Anthea Sylbert ’59 was a Hollywood movie producer, a studio executive, and an Oscar-nominated costume designer
A highlight of Reunion is the annual presentation of the Alumnae Association of Barnard College (AABC) Awards, where we recognize extraordinary honorees and have the opportunity to hear their inspiring acceptance speeches. This year’s awardees continue the tradition of spanning generations, professions, and contributions to Barnard and society as a whole.
Jamie Babbit ’93
Woman of Achievement Award
Jamie Babbit has directed several feature films and executive-produced and directed multiple award-winning television shows. Her debut film, But I’m a Cheerleader, was listed by The Independent as one of the top 20 romantic comedies of all time. It is considered a seminal queer film and can be seen on Netflix.
Her TV directing credits include A League of Their Own, HBO’s GIRLS, Silicon Valley, Gilmore Girls, The Marvelous Mrs. Maisel, Russian Doll, and Only Murders in the Building, for which she received an Emmy nomination for Outstanding Directing for a Comedy Series.
Babbit began her career as Martin Scorsese’s intern on The Age of Innocence. The Itty Bitty Titty Committee, her second feature, won the Grand Jury Prize at the SXSW Film Festival, and her short film Stuck won a jury prize at Sundance. She has been profiled in The New York Times, Out magazine, Time Out, The Los Angeles Times, Filmmaker magazine, and Vanity Fair.
Babbit grew up in Shaker Heights, Ohio, and was a Centennial Scholar at Barnard. She lives in Los Angeles with her girlfriend and two daughters. Her daughter Finley Sperling just finished her first year at Barnard.
Jessica T. Cannon ’03
Millicent Carey McIntosh Award for Feminism
Jessica T. Cannon is a health educator and student wellness advocate who served the Barnard community for 20 years through the Wellness Spot (formerly Well-Woman) Health Promotion Program. Inspired by her time as a student peer educator (2001-2003), she joined the staff of the Wellness Spot in 2004, later becoming director of health promotion and education.

**Task item A**:
Using the AABC awards text, say whether each statement agrees with it, answering yes or no and quoting the words that decide it: (i) Jamie Babbit's debut film was But I'm a Cheerleader. (ii) Babbit's short film Stuck won the Grand Jury Prize at the SXSW Film Festival. (iii) Jessica T. Cannon joined the Wellness Spot staff in 2004.
**Task item B**:
Write out the stretch of the AABC awards text from "Her TV directing" through "and Vanity Fair.".
The rows have no part in this work.

**Dataset content**:
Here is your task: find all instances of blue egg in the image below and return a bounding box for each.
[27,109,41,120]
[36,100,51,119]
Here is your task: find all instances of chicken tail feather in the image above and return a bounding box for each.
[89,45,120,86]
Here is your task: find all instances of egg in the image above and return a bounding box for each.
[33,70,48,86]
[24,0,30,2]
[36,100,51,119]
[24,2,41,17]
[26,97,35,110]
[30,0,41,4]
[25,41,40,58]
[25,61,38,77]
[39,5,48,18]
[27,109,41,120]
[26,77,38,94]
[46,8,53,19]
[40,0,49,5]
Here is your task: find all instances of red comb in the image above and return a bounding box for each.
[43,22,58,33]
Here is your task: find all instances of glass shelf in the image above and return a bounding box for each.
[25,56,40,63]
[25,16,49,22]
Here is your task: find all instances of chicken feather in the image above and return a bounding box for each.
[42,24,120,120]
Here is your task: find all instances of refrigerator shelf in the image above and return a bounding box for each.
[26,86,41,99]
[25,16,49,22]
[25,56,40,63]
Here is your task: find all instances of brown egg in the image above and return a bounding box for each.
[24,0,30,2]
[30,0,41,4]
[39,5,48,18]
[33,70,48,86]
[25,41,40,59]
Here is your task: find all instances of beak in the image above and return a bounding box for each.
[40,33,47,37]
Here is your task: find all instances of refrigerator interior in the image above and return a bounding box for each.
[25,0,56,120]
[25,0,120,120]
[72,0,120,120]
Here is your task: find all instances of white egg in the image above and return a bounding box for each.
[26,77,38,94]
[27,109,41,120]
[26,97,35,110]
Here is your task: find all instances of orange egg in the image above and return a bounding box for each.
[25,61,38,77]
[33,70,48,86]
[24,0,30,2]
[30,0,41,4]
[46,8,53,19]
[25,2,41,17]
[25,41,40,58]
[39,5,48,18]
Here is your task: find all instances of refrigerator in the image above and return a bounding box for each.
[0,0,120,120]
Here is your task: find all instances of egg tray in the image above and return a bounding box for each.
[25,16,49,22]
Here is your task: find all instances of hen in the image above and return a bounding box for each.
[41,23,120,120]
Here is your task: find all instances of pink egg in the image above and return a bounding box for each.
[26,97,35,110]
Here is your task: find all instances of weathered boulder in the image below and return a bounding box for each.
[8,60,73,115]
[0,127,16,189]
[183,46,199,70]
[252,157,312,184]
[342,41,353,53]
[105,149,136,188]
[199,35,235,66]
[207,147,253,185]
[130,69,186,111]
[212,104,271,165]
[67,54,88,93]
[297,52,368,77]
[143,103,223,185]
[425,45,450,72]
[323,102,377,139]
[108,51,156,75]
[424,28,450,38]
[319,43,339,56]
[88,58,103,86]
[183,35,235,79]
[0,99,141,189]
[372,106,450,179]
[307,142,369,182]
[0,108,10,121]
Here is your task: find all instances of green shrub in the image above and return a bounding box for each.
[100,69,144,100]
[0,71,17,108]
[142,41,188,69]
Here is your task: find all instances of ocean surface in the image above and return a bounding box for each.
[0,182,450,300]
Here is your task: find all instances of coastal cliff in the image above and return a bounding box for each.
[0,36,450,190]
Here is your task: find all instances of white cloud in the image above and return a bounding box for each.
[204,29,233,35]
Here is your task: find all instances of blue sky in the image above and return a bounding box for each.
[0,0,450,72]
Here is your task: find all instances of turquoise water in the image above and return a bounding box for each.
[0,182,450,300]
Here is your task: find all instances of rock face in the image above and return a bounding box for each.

**Problem solution A**:
(i) Yes: "Her debut film, But I’m a Cheerleader,"
(ii) No: "her short film Stuck won a jury prize at Sundance"
(iii) Yes: "she joined the staff of the Wellness Spot in 2004"

**Problem solution B**:
Her TV directing credits include A League of Their Own, HBO’s GIRLS, Silicon Valley, Gilmore Girls, The Marvelous Mrs. Maisel, Russian Doll, and Only Murders in the Building, for which she received an Emmy nomination for Outstanding Directing for a Comedy Series.
Babbit began her career as Martin Scorsese’s intern on The Age of Innocence. The Itty Bitty Titty Committee, her second feature, won the Grand Jury Prize at the SXSW Film Festival, and her short film Stuck won a jury prize at Sundance. She has been profiled in The New York Times, Out magazine, Time Out, The Los Angeles Times, Filmmaker magazine, and Vanity Fair.